- **EXCERPTED TEXT**:
This administration may be due for a scandal. While Bush narrowly escaped being dragged into Enron, it was not, in any event, his doing. But the war in Iraq is all Bush's doing, and it is appropriate that he be held accountable.

To put it bluntly, if Bush has taken Congress and the nation into war based on bogus information, he is cooked. Manipulation or deliberate misuse of national security intelligence data, if proven, could be "a high crime" under the Constitution's impeachment clause. It would also be a violation of federal criminal law, including the broad federal anti-conspiracy statute, which renders it a felony "to defraud the United States, or any agency thereof in any manner or for any purpose."

It's important to recall that when Richard Nixon resigned, he was about to be impeached by the House of Representatives for misusing the CIA and FBI. After Watergate, all presidents are on notice that manipulating or misusing any agency of the executive branch improperly is a serious abuse of presidential power.

- **RECORD EXTRACTS**:
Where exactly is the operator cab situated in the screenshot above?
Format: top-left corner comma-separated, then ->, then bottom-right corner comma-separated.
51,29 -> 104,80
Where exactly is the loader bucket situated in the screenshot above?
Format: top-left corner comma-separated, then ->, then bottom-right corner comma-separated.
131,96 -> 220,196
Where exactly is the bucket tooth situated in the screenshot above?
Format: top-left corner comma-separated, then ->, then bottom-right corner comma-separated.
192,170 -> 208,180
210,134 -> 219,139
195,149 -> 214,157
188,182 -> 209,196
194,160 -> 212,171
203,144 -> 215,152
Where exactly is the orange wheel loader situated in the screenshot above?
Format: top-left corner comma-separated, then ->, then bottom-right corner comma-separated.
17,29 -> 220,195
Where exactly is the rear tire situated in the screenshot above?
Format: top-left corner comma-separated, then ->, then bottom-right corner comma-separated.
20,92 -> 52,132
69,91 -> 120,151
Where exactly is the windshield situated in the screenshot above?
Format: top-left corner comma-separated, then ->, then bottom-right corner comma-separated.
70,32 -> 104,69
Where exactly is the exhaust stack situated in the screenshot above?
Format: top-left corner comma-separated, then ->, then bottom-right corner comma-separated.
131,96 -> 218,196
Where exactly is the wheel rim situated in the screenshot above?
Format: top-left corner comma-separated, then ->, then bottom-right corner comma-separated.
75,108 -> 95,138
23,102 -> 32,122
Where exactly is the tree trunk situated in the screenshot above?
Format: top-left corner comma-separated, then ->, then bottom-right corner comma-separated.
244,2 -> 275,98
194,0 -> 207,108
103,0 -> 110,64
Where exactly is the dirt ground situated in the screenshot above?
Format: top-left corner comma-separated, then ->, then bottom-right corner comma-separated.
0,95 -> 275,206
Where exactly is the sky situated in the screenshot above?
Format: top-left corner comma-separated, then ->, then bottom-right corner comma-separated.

- **TASK DIRECTIONS**: Write the next part of the commentary on President Bush, the Iraq war and possible impeachment, picking up after its last sentence about presidential abuse of power.

- **TASK OUTPUT**:
Nixon claimed that his misuses of the federal agencies for his political purposes were in the interest of national security. The same kind of thinking might lead a president to manipulate and misuse national security agencies or their intelligence to create a phony reason to lead the nation into a politically desirable war. Let us hope that is not the case.

The intervening months have only strengthened the case that the White House manipulated the data -- and that, while the intelligence was flawed, that wasn't why we went to war:
Paul R. Pillar, who was the national intelligence officer for the Near East and South Asia from 2000 to 2005, acknowledges the U.S. intelligence agencies' mistakes in concluding that Hussein's government possessed weapons of mass destruction. But he said those misjudgments did not drive the administration's decision to invade.

"Official intelligence on Iraqi weapons programs was flawed, but even with its flaws, it was not what led to the war," Pillar wrote in the upcoming issue of the journal Foreign Affairs. Instead, he asserted, the administration "went to war without requesting -- and evidently without being influenced by -- any strategic-level intelligence assessments on any aspect of Iraq."

"It has become clear that official intelligence was not relied on in making even the most significant national security decisions, that intelligence was misused publicly to justify decisions already made, that damaging ill will developed between [Bush] policymakers and intelligence officers, and that the intelligence community's own work was politicized," Pillar wrote.

Nonetheless, a partisan Congress and a mendacious White House -- which set up a Whitewash Commission whose explicit purpose was to avoid the question -- made damned sure that the question of intelligence manipulation was never answered.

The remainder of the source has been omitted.